(YOUR TASK) Copy the lines from the one containing "Could you please point out the chrome faucet" through the end of the records, keeping every line in full. Shift each coordinate in the answers up by 42 and leave everything else unchanged.

(DATASET RECORDS)
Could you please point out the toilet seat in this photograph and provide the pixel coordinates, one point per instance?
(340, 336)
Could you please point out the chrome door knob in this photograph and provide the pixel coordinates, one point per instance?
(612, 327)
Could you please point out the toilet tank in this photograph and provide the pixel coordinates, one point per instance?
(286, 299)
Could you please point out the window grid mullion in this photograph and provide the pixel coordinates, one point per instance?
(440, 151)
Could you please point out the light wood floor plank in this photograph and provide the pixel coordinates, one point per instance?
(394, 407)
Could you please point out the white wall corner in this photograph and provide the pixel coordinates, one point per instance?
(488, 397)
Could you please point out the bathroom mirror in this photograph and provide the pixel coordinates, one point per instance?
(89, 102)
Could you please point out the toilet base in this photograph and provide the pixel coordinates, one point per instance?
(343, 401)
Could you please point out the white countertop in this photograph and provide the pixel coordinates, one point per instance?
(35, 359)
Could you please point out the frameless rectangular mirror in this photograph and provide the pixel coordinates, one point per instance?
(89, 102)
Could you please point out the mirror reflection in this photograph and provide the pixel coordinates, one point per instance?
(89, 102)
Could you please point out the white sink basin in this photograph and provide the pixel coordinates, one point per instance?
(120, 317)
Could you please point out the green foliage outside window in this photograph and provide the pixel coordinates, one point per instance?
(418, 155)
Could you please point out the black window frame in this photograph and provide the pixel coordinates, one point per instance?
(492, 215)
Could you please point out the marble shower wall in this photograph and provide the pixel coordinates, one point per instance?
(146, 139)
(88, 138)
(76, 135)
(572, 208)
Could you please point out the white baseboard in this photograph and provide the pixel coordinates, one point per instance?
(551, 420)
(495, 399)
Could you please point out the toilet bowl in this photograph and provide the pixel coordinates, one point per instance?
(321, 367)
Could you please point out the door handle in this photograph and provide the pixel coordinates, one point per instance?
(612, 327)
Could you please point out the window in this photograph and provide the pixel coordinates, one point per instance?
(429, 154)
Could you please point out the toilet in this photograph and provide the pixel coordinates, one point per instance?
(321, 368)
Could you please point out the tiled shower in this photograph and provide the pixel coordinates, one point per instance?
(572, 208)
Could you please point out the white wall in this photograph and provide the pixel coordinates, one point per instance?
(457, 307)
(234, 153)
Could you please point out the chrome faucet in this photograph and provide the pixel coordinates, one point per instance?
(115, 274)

(THE RESULT)
Could you please point out the chrome faucet in this photograph and provide the pixel coordinates, one point per instance?
(157, 316)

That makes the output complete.